* EXERCISE BRIEF:
Give exactly the lines from the one with "User intent: locate the groomed" through the final line of the listing below, both included, leaving out any pictures.
━━ RECORDS
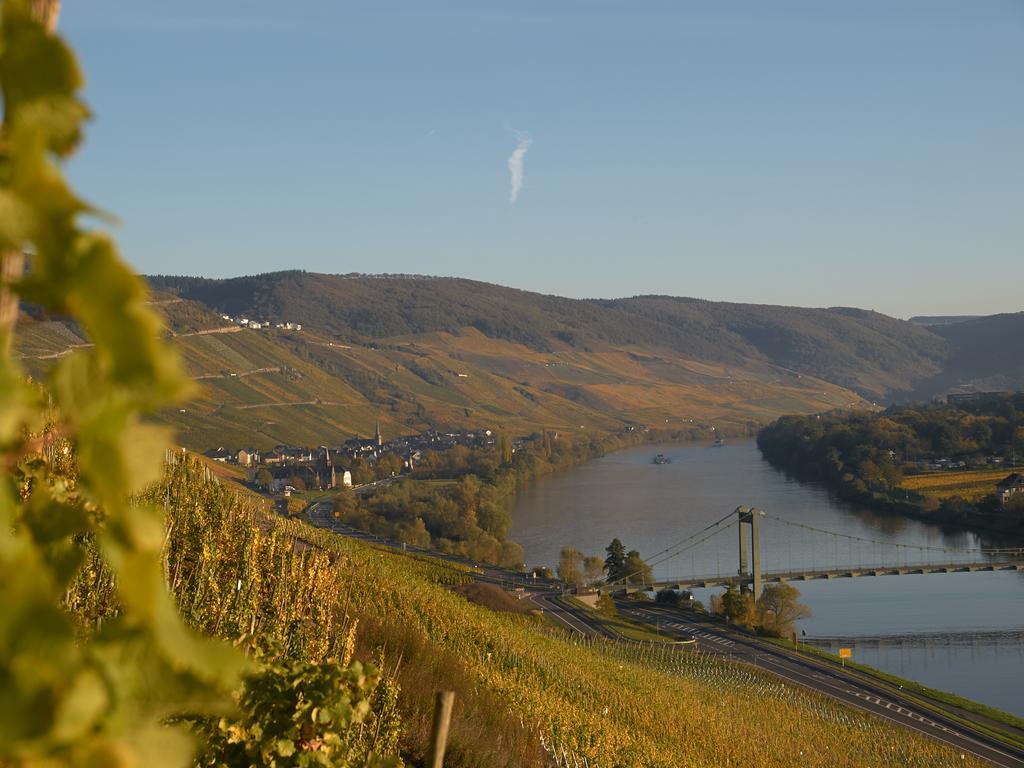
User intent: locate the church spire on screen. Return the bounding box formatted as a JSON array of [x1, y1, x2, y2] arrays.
[[375, 420, 382, 447]]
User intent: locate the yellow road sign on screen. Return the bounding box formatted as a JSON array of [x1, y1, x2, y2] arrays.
[[838, 648, 852, 658]]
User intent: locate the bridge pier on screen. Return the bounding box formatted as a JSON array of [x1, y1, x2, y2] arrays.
[[736, 506, 764, 601], [738, 514, 748, 583]]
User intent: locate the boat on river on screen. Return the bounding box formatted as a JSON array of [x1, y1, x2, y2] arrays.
[[712, 438, 725, 447], [652, 454, 671, 465]]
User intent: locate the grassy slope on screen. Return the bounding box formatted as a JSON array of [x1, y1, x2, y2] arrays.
[[17, 296, 870, 450], [148, 272, 951, 400]]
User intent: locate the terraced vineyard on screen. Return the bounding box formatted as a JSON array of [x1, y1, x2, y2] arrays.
[[16, 295, 868, 451], [129, 456, 986, 767]]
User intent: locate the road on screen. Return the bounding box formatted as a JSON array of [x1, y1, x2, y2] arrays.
[[303, 502, 1024, 767], [618, 602, 1024, 768]]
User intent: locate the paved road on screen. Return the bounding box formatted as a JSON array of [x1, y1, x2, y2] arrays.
[[304, 503, 1024, 767]]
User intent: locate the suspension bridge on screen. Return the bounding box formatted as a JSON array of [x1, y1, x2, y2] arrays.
[[606, 506, 1024, 598]]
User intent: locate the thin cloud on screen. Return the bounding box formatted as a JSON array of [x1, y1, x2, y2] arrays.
[[507, 131, 532, 204]]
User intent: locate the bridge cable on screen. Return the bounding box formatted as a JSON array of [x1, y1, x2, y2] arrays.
[[760, 512, 1023, 557], [644, 520, 739, 572], [608, 519, 738, 587], [640, 509, 739, 564], [605, 510, 739, 587]]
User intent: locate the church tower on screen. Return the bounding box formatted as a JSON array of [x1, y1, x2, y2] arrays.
[[375, 420, 383, 447]]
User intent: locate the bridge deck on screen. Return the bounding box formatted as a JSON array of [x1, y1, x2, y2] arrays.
[[635, 561, 1024, 592], [805, 628, 1024, 645]]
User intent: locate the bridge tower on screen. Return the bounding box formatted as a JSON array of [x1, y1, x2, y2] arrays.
[[736, 506, 764, 601]]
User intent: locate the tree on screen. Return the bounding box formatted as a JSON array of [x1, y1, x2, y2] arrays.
[[256, 467, 274, 490], [348, 457, 374, 485], [720, 585, 756, 627], [604, 538, 626, 581], [623, 550, 653, 585], [557, 546, 583, 587], [656, 588, 680, 606], [397, 516, 431, 548], [583, 555, 605, 585], [478, 500, 511, 539], [333, 489, 357, 518], [756, 583, 812, 637], [376, 451, 403, 478], [708, 593, 723, 616], [596, 592, 618, 617]]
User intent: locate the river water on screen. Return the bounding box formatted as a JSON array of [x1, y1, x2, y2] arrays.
[[509, 439, 1024, 717]]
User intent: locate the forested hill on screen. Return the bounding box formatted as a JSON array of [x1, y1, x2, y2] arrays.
[[900, 313, 1024, 401], [148, 271, 951, 399]]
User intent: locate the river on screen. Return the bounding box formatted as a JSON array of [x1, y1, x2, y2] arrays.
[[509, 439, 1024, 717]]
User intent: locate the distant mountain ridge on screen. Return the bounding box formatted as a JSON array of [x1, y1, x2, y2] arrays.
[[908, 315, 983, 327], [147, 271, 956, 400], [20, 271, 1020, 450], [901, 312, 1024, 401]]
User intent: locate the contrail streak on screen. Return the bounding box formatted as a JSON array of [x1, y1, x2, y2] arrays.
[[507, 131, 532, 204]]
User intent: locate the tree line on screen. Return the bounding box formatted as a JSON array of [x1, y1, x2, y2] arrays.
[[707, 584, 812, 639], [331, 429, 653, 568], [757, 393, 1024, 528]]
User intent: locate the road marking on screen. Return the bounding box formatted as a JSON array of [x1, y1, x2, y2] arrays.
[[758, 657, 960, 736], [847, 692, 960, 735]]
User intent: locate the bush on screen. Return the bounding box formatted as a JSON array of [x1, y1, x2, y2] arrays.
[[596, 593, 618, 617], [189, 640, 402, 767]]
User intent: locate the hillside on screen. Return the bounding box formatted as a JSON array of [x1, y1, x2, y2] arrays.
[[901, 313, 1024, 400], [909, 315, 983, 327], [19, 273, 1021, 450], [149, 272, 949, 400], [16, 286, 868, 451]]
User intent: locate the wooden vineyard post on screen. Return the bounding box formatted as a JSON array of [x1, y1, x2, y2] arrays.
[[427, 690, 455, 768]]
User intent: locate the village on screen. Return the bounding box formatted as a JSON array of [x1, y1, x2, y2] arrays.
[[202, 423, 533, 495], [219, 313, 303, 331]]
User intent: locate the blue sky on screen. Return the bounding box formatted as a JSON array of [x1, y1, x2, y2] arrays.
[[61, 1, 1023, 317]]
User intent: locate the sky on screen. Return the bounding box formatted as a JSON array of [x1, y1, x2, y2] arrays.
[[60, 1, 1023, 318]]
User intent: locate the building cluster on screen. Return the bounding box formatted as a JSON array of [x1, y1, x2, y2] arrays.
[[945, 391, 1008, 406], [203, 444, 342, 494], [220, 314, 303, 331], [996, 473, 1024, 509], [907, 454, 1013, 473], [203, 423, 507, 494]]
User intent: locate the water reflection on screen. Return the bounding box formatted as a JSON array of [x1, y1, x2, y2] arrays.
[[509, 439, 1018, 578]]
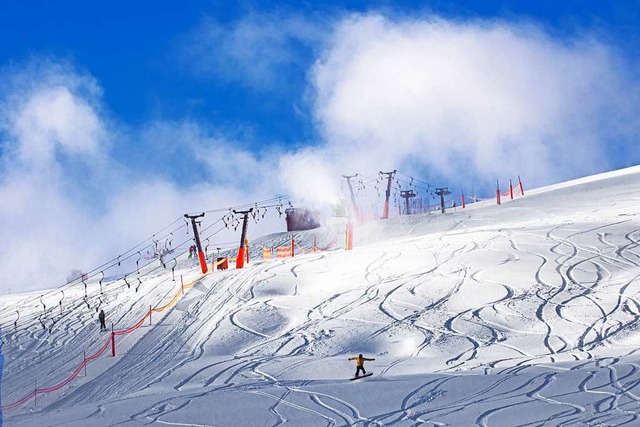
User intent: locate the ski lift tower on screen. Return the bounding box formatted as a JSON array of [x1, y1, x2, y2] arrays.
[[399, 190, 417, 215], [342, 174, 360, 220], [379, 170, 396, 219], [184, 213, 208, 273], [435, 187, 451, 214]]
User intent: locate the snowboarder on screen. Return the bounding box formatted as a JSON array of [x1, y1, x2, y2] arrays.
[[348, 354, 375, 378], [98, 309, 106, 331]]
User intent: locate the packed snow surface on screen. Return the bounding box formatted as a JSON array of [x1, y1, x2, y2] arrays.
[[5, 166, 640, 426]]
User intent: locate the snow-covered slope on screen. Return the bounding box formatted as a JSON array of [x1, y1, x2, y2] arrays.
[[5, 166, 640, 426]]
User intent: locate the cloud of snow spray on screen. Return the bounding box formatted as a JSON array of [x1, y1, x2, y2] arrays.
[[278, 148, 344, 224]]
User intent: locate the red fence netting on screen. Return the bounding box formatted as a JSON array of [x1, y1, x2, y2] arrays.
[[2, 274, 205, 411]]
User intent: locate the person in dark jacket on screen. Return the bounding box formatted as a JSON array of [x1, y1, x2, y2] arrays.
[[99, 309, 106, 331], [348, 354, 375, 377]]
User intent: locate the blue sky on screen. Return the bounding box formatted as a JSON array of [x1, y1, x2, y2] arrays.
[[1, 1, 640, 292], [2, 1, 638, 139]]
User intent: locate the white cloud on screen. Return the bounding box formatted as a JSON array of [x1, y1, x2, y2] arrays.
[[0, 63, 115, 292], [310, 14, 640, 188], [12, 87, 106, 165], [1, 61, 105, 170], [181, 12, 324, 90], [0, 62, 287, 294]]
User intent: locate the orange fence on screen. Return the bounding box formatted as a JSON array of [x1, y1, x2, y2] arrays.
[[312, 235, 338, 251], [2, 273, 206, 412], [497, 177, 525, 204], [293, 240, 314, 255], [4, 232, 342, 411], [265, 236, 338, 260], [276, 246, 293, 258], [501, 180, 525, 199]]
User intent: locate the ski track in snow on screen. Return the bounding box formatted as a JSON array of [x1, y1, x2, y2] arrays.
[[9, 171, 640, 425]]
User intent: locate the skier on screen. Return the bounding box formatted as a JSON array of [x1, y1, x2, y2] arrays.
[[98, 309, 106, 331], [348, 354, 375, 378]]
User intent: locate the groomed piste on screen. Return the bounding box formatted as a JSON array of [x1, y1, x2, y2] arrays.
[[5, 165, 640, 425]]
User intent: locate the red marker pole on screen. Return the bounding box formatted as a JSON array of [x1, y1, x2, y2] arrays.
[[496, 180, 501, 205], [461, 192, 466, 209], [350, 224, 354, 250], [346, 223, 354, 250], [111, 324, 115, 357], [345, 224, 348, 249], [509, 179, 514, 200], [519, 175, 525, 196]]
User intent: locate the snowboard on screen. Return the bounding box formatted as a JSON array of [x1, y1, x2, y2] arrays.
[[350, 372, 373, 381]]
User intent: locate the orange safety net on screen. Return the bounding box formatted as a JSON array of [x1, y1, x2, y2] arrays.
[[501, 183, 524, 198], [3, 273, 206, 411], [276, 246, 292, 258], [313, 235, 338, 251], [293, 240, 315, 254]]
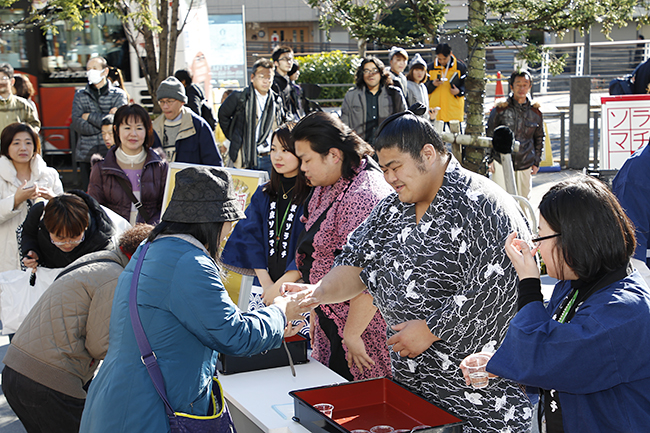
━━━━
* PROBLEM SOLUTION:
User intent: locate the groomed piste on screen. Return the bounding box formatted as a JSON array of [x1, y1, x2, y2] arrays.
[[5, 165, 640, 425]]
User intent: locate the red marker pole on screen. Return the bounding box formatted as a JSON array of [x1, y1, x2, y2] arrays.
[[496, 180, 501, 205], [461, 192, 466, 209], [350, 224, 354, 250], [346, 223, 354, 250], [111, 324, 115, 357], [345, 224, 348, 249], [509, 179, 514, 200], [519, 175, 525, 196]]
User intent: locate the snowboard on screen. Return the bounding box formatted as a JSON array of [x1, y1, x2, y2] arrays.
[[350, 372, 373, 381]]
User intent: locate the orange safety net on screen. Return the bounding box formatted as a JSON array of [x1, y1, x2, y2] arrays.
[[501, 183, 524, 198], [3, 273, 206, 411], [276, 246, 292, 258], [313, 235, 338, 251], [293, 240, 315, 254]]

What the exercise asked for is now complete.